Records from a data source:
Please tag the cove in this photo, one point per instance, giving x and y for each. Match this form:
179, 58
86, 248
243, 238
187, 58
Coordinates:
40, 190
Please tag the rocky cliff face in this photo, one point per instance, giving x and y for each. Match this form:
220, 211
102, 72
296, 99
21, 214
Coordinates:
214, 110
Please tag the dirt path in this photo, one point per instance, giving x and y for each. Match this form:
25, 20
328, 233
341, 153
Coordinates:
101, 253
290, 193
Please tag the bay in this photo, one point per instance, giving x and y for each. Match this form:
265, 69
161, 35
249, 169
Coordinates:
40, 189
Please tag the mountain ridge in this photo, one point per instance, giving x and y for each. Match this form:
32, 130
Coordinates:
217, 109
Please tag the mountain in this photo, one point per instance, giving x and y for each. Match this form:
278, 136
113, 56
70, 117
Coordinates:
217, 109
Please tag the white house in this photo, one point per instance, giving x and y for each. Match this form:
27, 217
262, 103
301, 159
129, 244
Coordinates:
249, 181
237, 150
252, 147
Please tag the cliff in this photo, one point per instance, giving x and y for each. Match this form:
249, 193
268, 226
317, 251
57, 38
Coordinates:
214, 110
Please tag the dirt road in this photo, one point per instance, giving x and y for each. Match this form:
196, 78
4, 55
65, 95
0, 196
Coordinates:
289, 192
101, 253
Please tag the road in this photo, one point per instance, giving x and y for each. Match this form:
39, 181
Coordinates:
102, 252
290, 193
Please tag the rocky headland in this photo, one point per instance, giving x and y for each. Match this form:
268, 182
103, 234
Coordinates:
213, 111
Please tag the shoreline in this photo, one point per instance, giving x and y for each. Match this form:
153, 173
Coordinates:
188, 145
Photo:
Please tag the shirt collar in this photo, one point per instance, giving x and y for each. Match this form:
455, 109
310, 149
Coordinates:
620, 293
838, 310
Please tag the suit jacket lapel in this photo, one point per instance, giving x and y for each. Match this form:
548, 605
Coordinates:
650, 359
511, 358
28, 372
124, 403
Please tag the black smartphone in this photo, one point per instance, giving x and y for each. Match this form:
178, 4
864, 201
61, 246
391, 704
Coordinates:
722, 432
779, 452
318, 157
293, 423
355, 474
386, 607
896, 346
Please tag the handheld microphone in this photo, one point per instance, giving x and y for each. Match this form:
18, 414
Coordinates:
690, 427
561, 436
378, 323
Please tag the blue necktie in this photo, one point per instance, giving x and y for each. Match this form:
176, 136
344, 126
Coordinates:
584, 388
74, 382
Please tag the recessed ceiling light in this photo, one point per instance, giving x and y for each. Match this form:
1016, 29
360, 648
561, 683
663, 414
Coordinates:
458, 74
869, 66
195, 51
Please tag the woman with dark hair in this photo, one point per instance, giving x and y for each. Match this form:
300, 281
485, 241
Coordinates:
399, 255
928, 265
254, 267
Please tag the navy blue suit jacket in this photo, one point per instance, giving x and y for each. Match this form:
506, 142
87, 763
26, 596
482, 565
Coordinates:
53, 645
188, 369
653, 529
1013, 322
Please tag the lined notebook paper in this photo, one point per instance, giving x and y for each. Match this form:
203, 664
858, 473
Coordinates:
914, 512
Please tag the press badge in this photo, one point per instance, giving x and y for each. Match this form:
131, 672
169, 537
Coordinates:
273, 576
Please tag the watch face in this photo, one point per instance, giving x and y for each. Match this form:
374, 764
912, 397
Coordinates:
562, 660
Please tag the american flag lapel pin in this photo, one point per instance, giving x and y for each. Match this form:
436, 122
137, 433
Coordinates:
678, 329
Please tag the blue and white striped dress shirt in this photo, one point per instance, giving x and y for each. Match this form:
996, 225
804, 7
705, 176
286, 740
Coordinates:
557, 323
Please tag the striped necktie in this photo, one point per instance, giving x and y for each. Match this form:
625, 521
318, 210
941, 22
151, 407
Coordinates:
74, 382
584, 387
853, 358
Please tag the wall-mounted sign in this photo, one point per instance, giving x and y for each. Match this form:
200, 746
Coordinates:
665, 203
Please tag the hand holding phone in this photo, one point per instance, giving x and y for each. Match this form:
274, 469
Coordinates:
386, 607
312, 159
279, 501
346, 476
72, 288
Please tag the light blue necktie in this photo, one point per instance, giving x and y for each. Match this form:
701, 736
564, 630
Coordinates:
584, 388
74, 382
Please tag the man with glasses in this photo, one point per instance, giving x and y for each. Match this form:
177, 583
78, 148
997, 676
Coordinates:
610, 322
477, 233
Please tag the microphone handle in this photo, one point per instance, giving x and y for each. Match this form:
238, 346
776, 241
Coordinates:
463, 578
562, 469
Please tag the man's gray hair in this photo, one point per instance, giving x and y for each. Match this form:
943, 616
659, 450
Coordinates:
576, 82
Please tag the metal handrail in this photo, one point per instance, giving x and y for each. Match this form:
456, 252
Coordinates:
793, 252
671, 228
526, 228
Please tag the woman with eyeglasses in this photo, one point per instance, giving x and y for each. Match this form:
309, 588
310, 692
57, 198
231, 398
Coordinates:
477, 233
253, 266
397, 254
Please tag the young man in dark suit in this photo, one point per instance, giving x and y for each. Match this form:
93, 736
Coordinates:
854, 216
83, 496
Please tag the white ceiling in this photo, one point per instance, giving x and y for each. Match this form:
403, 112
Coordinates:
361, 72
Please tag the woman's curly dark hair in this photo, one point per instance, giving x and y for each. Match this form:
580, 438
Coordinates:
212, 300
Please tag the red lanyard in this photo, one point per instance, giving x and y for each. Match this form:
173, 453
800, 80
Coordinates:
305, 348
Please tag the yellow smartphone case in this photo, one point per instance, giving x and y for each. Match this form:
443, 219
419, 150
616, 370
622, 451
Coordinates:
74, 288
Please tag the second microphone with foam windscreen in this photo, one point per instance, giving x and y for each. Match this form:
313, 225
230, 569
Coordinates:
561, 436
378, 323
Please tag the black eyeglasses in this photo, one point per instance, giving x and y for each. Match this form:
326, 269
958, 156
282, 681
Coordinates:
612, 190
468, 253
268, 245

Written request:
Please retype all of the records above, word for word.

Result of this exercise:
Please tag the cove in this photo, one point per instance, giving x and y for each. Match this form:
179, 58
86, 248
243, 238
187, 58
Coordinates:
40, 190
Please tag the rocky cliff face in this photo, one point per instance, giving x and y for each. Match this form:
220, 211
102, 72
296, 99
21, 214
Coordinates:
214, 110
Please tag the dirt path in this photo, one point per instance, giving x and y for each. Match this form:
25, 20
328, 233
341, 153
Coordinates:
101, 253
290, 193
Please tag the bay in this photo, one point per instance, giving x and y for each. Match this form:
265, 69
161, 35
249, 169
Coordinates:
40, 189
Please tag the mountain ridge in this photo, one point per instance, giving x and y for each. Match this form:
32, 130
Coordinates:
217, 109
Please tag the mountain in this photo, one point per instance, giving x and y for each. Match this form:
278, 136
113, 56
70, 117
Coordinates:
217, 109
Please tag the white house in this photo, one point per instance, giving x and y for each. Match this form:
27, 217
262, 103
301, 159
129, 244
Coordinates:
249, 181
237, 150
252, 147
Please tag the cliff in this photo, one point per instance, giving x and y for each. Match this form:
249, 193
268, 226
317, 251
57, 38
Coordinates:
214, 110
Please tag the dirt road in this photo, one point per instance, giving x and y for each. Match this form:
196, 78
4, 55
65, 95
0, 196
Coordinates:
289, 192
101, 253
Please tag the road in this photo, one point per instance, giving x and y for each. Match this form:
39, 181
Coordinates:
102, 252
290, 193
Please tag the rocky headland in this photo, one point per instance, giving x and y for each. Match this form:
268, 182
103, 234
Coordinates:
213, 111
Please tag the shoreline in this photo, one point per instance, giving x and y for each. Match this form:
153, 173
Coordinates:
188, 145
Photo:
Please tag the shirt collar in this photo, one point per instance, giving x and y for each. Match this form:
455, 109
310, 149
Coordinates:
620, 293
838, 310
Please tag the suit jacket lapel in this photo, one point per instance, giving x and y for each. Match this form:
548, 605
Coordinates:
650, 359
511, 358
28, 372
124, 403
Please tag the black smartphone in this photo, one point per instance, giving x and y for each. Match this form:
178, 4
864, 201
61, 246
391, 704
Coordinates:
722, 432
779, 452
318, 157
293, 423
355, 474
386, 607
896, 346
Please tag the handheld microphone in this photo, one point per instance, giving x and y for each. Match this form:
18, 414
Coordinates:
690, 427
561, 436
378, 323
Please tag the blue necktie in this photo, one point per instance, giving x and y for each. Match this form:
176, 136
344, 126
Coordinates:
584, 388
74, 382
Please tag the recessed ceiling light in this photo, one point per instance, giving x and y for each. Match this form:
1016, 29
360, 648
561, 683
663, 414
Coordinates:
458, 74
869, 66
195, 51
Please tag the woman with dark hair in this photo, one point per instance, giving x and y for each. Match this form:
300, 281
485, 241
Coordinates:
399, 255
928, 265
254, 267
Please tag the navy blue suit jacket in this photo, one point per instance, giving x and y for each. Match this form:
506, 142
87, 763
26, 596
482, 565
Coordinates:
53, 645
188, 369
653, 529
1013, 322
Please tag the lined notebook paper in this photo, one point per instance, giving x and y for each. Match this form:
203, 664
858, 473
Coordinates:
914, 512
Please tag the press badge in this photo, one point per instance, giving x and y for each. Match this form:
131, 672
169, 537
Coordinates:
273, 576
Please tag the watch face in this photo, one point per instance, giving x and y for each. Match this form:
374, 764
912, 397
Coordinates:
562, 660
Please tag the american flag lapel pin in this photo, one point per instance, giving x and y for each. Match this form:
436, 122
137, 433
Coordinates:
678, 329
Please tag the blue and white striped dress shirt in this photo, one point per instance, giving x and y for each. Match this form:
996, 225
804, 7
705, 176
286, 740
Coordinates:
557, 323
Please tag the striped necktie in this photo, one point per instance, giving x and y for each. Match this form:
625, 521
318, 210
941, 22
151, 407
Coordinates:
74, 382
584, 387
853, 358
Please tag the wall-mounted sign in this photo, one point per instance, giving x and y for each. Match this form:
200, 746
Coordinates:
665, 203
Please tag the hand holding phone in this photo, one point per instance, giving x and y for each. Match this form:
274, 469
Coordinates:
386, 607
312, 159
279, 501
346, 476
72, 288
Please tag the light blue necktie in this photo, one point per instance, giving x and y for each. Match this form:
701, 736
564, 630
Coordinates:
584, 388
74, 382
Please tag the man with glasses in this photo, one point per instance, giving x and y for each. Match this form:
177, 583
78, 148
997, 676
Coordinates:
610, 322
477, 233
Please tag the microphone handle in this photo, one point per instance, giving x and y for each. Match this form:
238, 346
776, 241
Coordinates:
463, 578
562, 469
Please tag the man's gray hair in this photo, one point per instance, giving x and y for each. Match this form:
943, 616
659, 450
Coordinates:
576, 82
Please tag the metal handrail in this photo, one point per instance, giving x and y for each. Match this form:
456, 252
Coordinates:
793, 252
671, 228
526, 228
Please tag the woman with eyeglasses in this photo, one point per instance, giving x and y for each. Match this form:
309, 588
310, 692
57, 198
231, 398
Coordinates:
477, 233
253, 266
397, 254
Please tag the young man in dark suit in this photo, one point per instance, giving x and y for each. Match this form:
93, 736
Coordinates:
854, 216
83, 496
Please tag the white ceiling in this photo, one point per instance, giving x and y for each. Match this form:
403, 112
Coordinates:
361, 72
Please tag the woman's curly dark hair in this photo, one point per instance, giving x and y for each. Match this form:
580, 438
Coordinates:
212, 300
Please tag the red lanyard in this photo, one point per instance, giving x and y for each. Match this form:
173, 453
800, 80
Coordinates:
305, 348
Please tag the yellow smartphone case in this photo, one point per instance, giving x and y for each. Match this form:
443, 219
419, 150
616, 370
622, 451
Coordinates:
74, 288
Please tag the second microphone with foam windscreen in this photo, one point per instance, giving x and y for each. Match this form:
313, 225
230, 569
Coordinates:
561, 436
378, 323
Please tag the black eyeglasses in this photo, one point per instance, giving x and y for each. Match this form:
326, 269
958, 156
282, 681
Coordinates:
612, 190
468, 253
268, 245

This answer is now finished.